BEGIN Extracted records
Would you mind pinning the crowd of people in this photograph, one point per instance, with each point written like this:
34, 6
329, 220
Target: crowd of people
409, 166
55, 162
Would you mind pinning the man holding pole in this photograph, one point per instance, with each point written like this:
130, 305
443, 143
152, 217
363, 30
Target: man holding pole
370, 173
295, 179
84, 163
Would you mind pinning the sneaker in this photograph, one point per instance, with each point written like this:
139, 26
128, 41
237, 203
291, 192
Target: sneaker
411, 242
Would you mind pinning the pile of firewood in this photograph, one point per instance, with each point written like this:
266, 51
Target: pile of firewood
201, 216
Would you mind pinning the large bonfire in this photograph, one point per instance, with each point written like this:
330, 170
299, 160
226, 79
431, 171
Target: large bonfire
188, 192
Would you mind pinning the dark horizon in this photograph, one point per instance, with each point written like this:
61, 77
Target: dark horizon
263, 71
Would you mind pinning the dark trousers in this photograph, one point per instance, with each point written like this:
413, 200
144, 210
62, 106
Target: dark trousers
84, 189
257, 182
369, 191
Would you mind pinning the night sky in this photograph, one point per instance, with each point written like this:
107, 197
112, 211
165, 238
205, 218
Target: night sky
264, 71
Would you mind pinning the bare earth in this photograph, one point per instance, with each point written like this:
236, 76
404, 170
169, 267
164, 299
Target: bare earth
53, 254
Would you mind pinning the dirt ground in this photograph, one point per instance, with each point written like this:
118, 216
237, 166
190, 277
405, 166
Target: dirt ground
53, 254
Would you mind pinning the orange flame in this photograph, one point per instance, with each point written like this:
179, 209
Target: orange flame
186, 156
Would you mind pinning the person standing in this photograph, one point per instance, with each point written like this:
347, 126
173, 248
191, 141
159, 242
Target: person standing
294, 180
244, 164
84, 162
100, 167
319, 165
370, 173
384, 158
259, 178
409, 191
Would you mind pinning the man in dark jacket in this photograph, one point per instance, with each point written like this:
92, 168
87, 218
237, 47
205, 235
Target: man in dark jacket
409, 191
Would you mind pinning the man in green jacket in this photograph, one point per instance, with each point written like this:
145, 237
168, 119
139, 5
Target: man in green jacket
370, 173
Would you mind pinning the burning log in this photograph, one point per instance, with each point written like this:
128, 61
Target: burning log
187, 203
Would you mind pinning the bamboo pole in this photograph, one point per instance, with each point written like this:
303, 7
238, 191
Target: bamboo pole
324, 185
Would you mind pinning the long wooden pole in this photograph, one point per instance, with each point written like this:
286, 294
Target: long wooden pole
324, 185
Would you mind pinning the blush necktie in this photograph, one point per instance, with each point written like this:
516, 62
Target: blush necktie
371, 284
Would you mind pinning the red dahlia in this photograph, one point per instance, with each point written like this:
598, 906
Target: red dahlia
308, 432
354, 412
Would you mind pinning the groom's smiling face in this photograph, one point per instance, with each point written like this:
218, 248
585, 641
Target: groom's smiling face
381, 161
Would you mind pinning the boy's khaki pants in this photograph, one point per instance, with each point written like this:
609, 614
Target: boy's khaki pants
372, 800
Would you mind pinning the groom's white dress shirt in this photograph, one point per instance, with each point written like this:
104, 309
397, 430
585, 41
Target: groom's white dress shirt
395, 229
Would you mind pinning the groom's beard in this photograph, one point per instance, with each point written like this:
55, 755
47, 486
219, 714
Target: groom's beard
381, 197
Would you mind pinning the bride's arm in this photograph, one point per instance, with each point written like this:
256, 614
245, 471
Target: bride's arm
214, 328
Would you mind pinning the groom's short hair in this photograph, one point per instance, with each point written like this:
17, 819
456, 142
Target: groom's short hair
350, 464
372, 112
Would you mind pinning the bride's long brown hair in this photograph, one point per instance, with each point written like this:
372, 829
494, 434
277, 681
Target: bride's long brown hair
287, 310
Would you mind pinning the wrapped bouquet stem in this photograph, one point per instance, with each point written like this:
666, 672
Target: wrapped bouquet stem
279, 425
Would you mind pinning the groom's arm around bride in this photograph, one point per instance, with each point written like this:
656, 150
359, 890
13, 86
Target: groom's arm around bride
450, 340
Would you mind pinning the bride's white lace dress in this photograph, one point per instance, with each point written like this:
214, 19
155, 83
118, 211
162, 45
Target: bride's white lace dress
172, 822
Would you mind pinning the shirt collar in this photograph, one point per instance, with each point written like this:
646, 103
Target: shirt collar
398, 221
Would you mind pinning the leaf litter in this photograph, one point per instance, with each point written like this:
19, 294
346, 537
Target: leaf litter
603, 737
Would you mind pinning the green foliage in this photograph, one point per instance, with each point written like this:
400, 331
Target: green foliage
END Extracted records
*Task requirements*
Give back every record exactly.

*Task solution*
Would you mind pinning the crowd of people in this photograph, one point per instance, with each point written like this:
34, 6
329, 220
Target: crowd of people
409, 166
55, 162
Would you mind pinning the man holding pole in this photograph, one point per instance, with each point written like this:
130, 305
443, 143
152, 217
363, 30
Target: man holding pole
370, 173
295, 179
84, 163
Would you mind pinning the sneaker in this photograph, one point per instance, with each point written like this:
139, 26
128, 41
237, 203
291, 192
Target: sneaker
411, 242
Would you mind pinning the pile of firewood in this photograph, one point per instance, with each point written like this:
266, 51
Target: pile of firewood
201, 216
Would you mind pinning the large bonfire in this photograph, one point per instance, with each point written like this:
330, 170
299, 160
226, 79
431, 171
Target: large bonfire
188, 192
Would you mind pinning the dark horizon in this photograph, one point per instance, with each point written like this:
61, 77
Target: dark horizon
263, 71
Would you mind pinning the dark trousers in this photograph, one point per instance, with each point written like this:
413, 200
144, 210
62, 106
Target: dark trousers
84, 189
257, 182
369, 191
Would you mind pinning the night sky in this photograph, one point per instance, with each point written like this:
107, 197
112, 211
165, 238
205, 218
Target: night sky
264, 71
Would you mind pinning the bare earth in this photograph, one point per instance, with each point written like this:
236, 76
404, 170
169, 267
164, 299
Target: bare earth
53, 254
Would you mind pinning the dirt ground in this photograph, one point per instance, with each point written like this:
118, 216
237, 166
190, 277
405, 166
Target: dirt ground
53, 254
Would you mind pinning the orange flame in this photograph, one point per instance, with each point written like this:
179, 209
Target: orange flame
186, 156
Would you mind pinning the person standing in this photograph, one point per instance, with each point written like this:
347, 126
173, 248
191, 141
159, 242
Target: person standing
294, 180
244, 164
84, 162
100, 167
319, 165
370, 173
384, 158
259, 178
409, 191
Would you mind pinning the man in dark jacket in this photograph, one point per instance, with each point written like this:
92, 168
87, 218
237, 47
205, 235
Target: man in dark jacket
409, 191
Would you mind pinning the man in green jacket in this photograph, one point per instance, with each point written like this:
145, 237
168, 119
139, 5
Target: man in green jacket
370, 173
Would you mind pinning the burning log in this photograph, one point per instance, with each point written like this:
128, 61
Target: burning log
187, 203
Would you mind pinning the bamboo pole in this photograph, one point per instance, with each point written like this:
303, 7
238, 191
Target: bamboo pole
324, 185
Would you mind pinning the long wooden pole in this photograph, one point per instance, with each point written like this:
286, 294
Target: long wooden pole
324, 185
Would you mind pinning the blush necktie in this photograph, one point per instance, with each point written like this:
516, 62
Target: blush necktie
371, 284
Would you mind pinning the red dahlia in this photograph, one point per instance, with each point written like this:
598, 906
Target: red dahlia
308, 432
354, 412
Would you mind pinning the groom's smiling face in this photograph, one point per instance, with each point written like this:
218, 248
585, 641
Target: groom's smiling face
381, 161
Would you mind pinning the boy's khaki pants in this photograph, one point per instance, with each point written like this:
609, 614
Target: boy's khaki pants
372, 800
Would you mind pinning the groom's white dress shirt in this photograph, one point per instance, with each point written like this:
104, 309
397, 430
585, 41
Target: groom's white dress shirt
395, 229
Would you mind pinning the groom's beard in this photograph, one point per instance, with each point written like this:
55, 755
47, 486
219, 714
Target: groom's beard
381, 197
Would you mind pinning the bride's arm in this photograph, one point per instance, with each point written like this:
256, 614
245, 471
Target: bride's arm
214, 328
Would you mind pinning the groom's short hair in this photograph, one point per instance, with each point written like this:
17, 819
456, 142
Target: groom's short hair
350, 464
372, 112
Would you mind pinning the bride's long brown hair in this photograph, one point per instance, with each point written like this:
372, 829
494, 434
277, 681
Target: bride's long brown hair
287, 310
Would you mind pinning the wrapped bouquet stem in this photograph, one point per instance, with each point written like this:
666, 672
Target: wrapped bouquet stem
279, 425
Would you mind pinning the groom's arm around bride in this photograph, one point per instance, with each point written like this:
656, 150
359, 890
13, 86
Target: groom's arm around bride
450, 340
Would you mind pinning the bride's white lace dress in this photograph, one point per instance, with each point written like this:
214, 19
155, 83
118, 211
162, 45
Target: bride's white lace dress
172, 822
Would you mind pinning the shirt collar in this photograph, one point per instance, with each point written like this:
646, 103
Target: shirt collar
398, 221
Would you mind pinning the leaf litter in this photograph, one point per instance, with each point written like this:
19, 294
346, 537
Target: leaf litter
603, 737
Would you mind pinning the green foliage in this photograph, one point per instance, with each point written like this:
400, 331
Target: green foliage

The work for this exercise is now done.